▶ **Görev Tanımı A**
Basketbol eşleşmelerini değerlendiren makaleye göre aşağıdaki ifadelerin doğru olup olmadığını belirtiniz. Her biri için "Evet" ya da "Hayır" yazıp makaleden belirleyici ifadeyi birebir alıntılayınız.
(i) Pınar Karşıyaka'nın koçu Markoviç, Frankfurt maçının ardından görüşme odasına alınmıştır.
(ii) Beşiktaş, ligde Bandırma'da oynanan maçta Banvit'e yenilmiştir.
(iii) Banvit, ligde dört Euroleague takımını yenmiştir.
▶ **Görev Tanımı B**
Basketbol eşleşmelerini değerlendiren makaleyi son cümlesinden sonra devam ettiriniz.

▶ **Makale**
——————————

Yeşilgiresun - Pınar Karşıyaka
Pınar Karşıyaka, sorunlu bir şekilde Ankara’ya geliyor. Ligde alınan seri yenilgiler ve Şampiyonlar Ligi’nde kaybedilen Frankfurt maçı sonrası coach Markoviç, ‘görüşme odası’na alındı. Ankara’da alınacak kötü bir sonuç, onun da kaderini belirleyecek gibi görünüyor. Yeşil Giresun, takımın en skorer ismi Okben’i, Darüşşafaka’ya gönderdikten sonra bocalar gibi olsa da ritminden çok fazla birşey kaybetmedi. Altyapılarda madalyalar kazanan genç yıldızların yanına aldıkları yabancılarla ‘proje’ takımı oldular. Bu proje de şimdiye kadar çok iyi işler yaptı. Geleneği ve tecrübesi olan Karşıyaka favori gibi gözükse de, formsuz olmaları, Giresun’un tecrübesiz ama enerjik bir takım olması bu eşleşmeye renk katacak.
Beşiktaş S.Japan - Banvit
İki takımımız, FIBA Şampiyonlar Ligi’nin de şampiyonluk adayları arasında. Ufuk Sarıca yönetiminde, gerek lig, gerekse Avrupa’da çok iyi bir sezon geçiren Beşiktaş, Ankara’ya da iddialı geldi. Oynadığı basketbol, geniş ve güçlü kadrosu ile Euroleague takımlarına kafa tutacaklardır. Ligde Bandırma’da oynanan maçta Banvit’i devirmişlerdi. Şimdi rövanşı vermemeye çalışacaklar. Banvit de, haftanın kapanış maçında Galatasaray Odeabank’ı çok farklı yendi. Bu galibiyette Furkan ve Tolga gibi iki genç yıldızın ön plana çıkması Türk basketbolu açısından da sevindirici. Filipovski yönetimindeki Banvit, ligde Galatasaray, Darüşşafaka ve Efes gibi 3 Euroleague takımını yendi. Çok dirençli ve inatçı bir takım görüntüsündeler. Çok ortada bir seri olacak. Buradan çıkacak takımın da şampiyonluk şansı olduğunu düşünüyorum.

——————————

▶ **Çıkarılan Bilgiler**
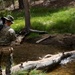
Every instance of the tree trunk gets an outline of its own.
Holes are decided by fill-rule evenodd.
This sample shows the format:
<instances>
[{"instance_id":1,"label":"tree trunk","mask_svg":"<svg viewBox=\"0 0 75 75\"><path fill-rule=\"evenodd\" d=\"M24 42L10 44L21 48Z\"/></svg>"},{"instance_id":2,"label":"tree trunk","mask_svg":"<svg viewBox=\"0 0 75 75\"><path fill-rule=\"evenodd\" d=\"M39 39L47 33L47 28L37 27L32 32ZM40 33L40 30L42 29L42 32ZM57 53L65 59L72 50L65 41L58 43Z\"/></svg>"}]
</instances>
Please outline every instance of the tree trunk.
<instances>
[{"instance_id":1,"label":"tree trunk","mask_svg":"<svg viewBox=\"0 0 75 75\"><path fill-rule=\"evenodd\" d=\"M23 0L18 0L19 2L19 9L23 9L24 5L23 5Z\"/></svg>"},{"instance_id":2,"label":"tree trunk","mask_svg":"<svg viewBox=\"0 0 75 75\"><path fill-rule=\"evenodd\" d=\"M75 55L75 50L70 51L70 52L64 52L64 53L58 53L55 55L50 55L49 57L47 55L44 58L42 58L41 60L28 61L28 62L18 64L11 68L11 72L15 73L18 71L23 71L23 70L31 71L33 69L45 70L47 68L54 69L54 68L56 68L56 66L58 66L60 64L60 62L62 60L66 59L68 57L71 57L72 55ZM3 70L2 74L5 75L5 70Z\"/></svg>"},{"instance_id":3,"label":"tree trunk","mask_svg":"<svg viewBox=\"0 0 75 75\"><path fill-rule=\"evenodd\" d=\"M24 10L25 10L25 33L30 32L30 8L28 0L23 0Z\"/></svg>"}]
</instances>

——————————

▶ **Yanıt A**
(i) Evet: "Ligde alınan seri yenilgiler ve Şampiyonlar Ligi’nde kaybedilen Frankfurt maçı sonrası coach Markoviç, ‘görüşme odası’na alındı."
(ii) Hayır: "Ligde Bandırma’da oynanan maçta Banvit’i devirmişlerdi."
(iii) Hayır: "Filipovski yönetimindeki Banvit, ligde Galatasaray, Darüşşafaka ve Efes gibi 3 Euroleague takımını yendi."

▶ **Yanıt B**
Galatasaray Odeabank- Darüşşafaka Doğuş
Euroleague’de mücadele eden iki takım, Ankara’ya form olarak çok iyi durumda gelmedi. Galatasaray, kadrosundan bir çok oyuncuyu gönderirken, istikrar sorunu yaşıyor. Barcelona deplasmanından sonra Banvit karşısında dibe vurmaları bunun göstergesi. Ama Ergin Ataman bu seviyelerde çok tecrübeli. Rakibe göre takımı hazırlayıp, onları şaşırtabiliyor. Darüşşafaka Doğuş, Wilbekın’ın sakatlanmasından sonra üst üste 5 maç kaybetmişti. Ardından Fenerbahçe ve Gaziantep’i yendiler. Onsuz oynamaya alışmaya başladılar gibi ama kazandıkları maçlarda da çok zorlandıklarını söyleyebilirim. Bu seride de günlük performanslar belirleyici olacak. İki takım da şampiyonluk hedefinde. Kazananı önceden kestirmenin çok güç olduğu bir eşleşme izleyeceğiz
‘’Banvit'in gençleri Aslan'ı yıktı!‘’
Galatasaray Odeabank, Bandırma’ya, Barcelona galibiyetinin morali ile gelmişti. Nitekim bu özgüvenle maça başladılar. Cim Bom, ilk çeyrekte kullandığı ilk 8 üçlüğün 6’sında Göksenin, Sinan ve Micov’la isabet bulunca 26- 21’lük üstünlük sağladı. İkinci periyotta ise Muriç-Chappel ikilisinin yerine ülkenin yıldız adayları Tolga Geçim ve Furkan Korkmaz girdi.
Bu ikilinin etkili oyunuyla toparlanan Banvit, 24-14’lük seriyle soyunma odasına 45-40 önde gitti. Coach Filipovski, ikinci yarıya maça başlayan beşle çıktı. Galatasaray, yine oyunun
başında olduğu gibi dış atışlarda etkili olurken, Pleiss’ı de pota altında kullanınca 12-0’lık bir seriyle 52-45’lik üstünlük yakaladı. Ama Furkan ve Tolga, bu gidişata yine ‘hayır’ dedi. Altyapı milli takımlarından da birbirlerini çok iyi tanıyan bu ikili, takımın patronları gibi davranmaya başlamış. ‘Burada bizim sözümüz’ geçer tavırları, gençlerden görmek istediğimiz özgüven işaretleriydi aslında. Nitekim bu özgüvenle Banvit, Galatasaray’ı sahadan sildi.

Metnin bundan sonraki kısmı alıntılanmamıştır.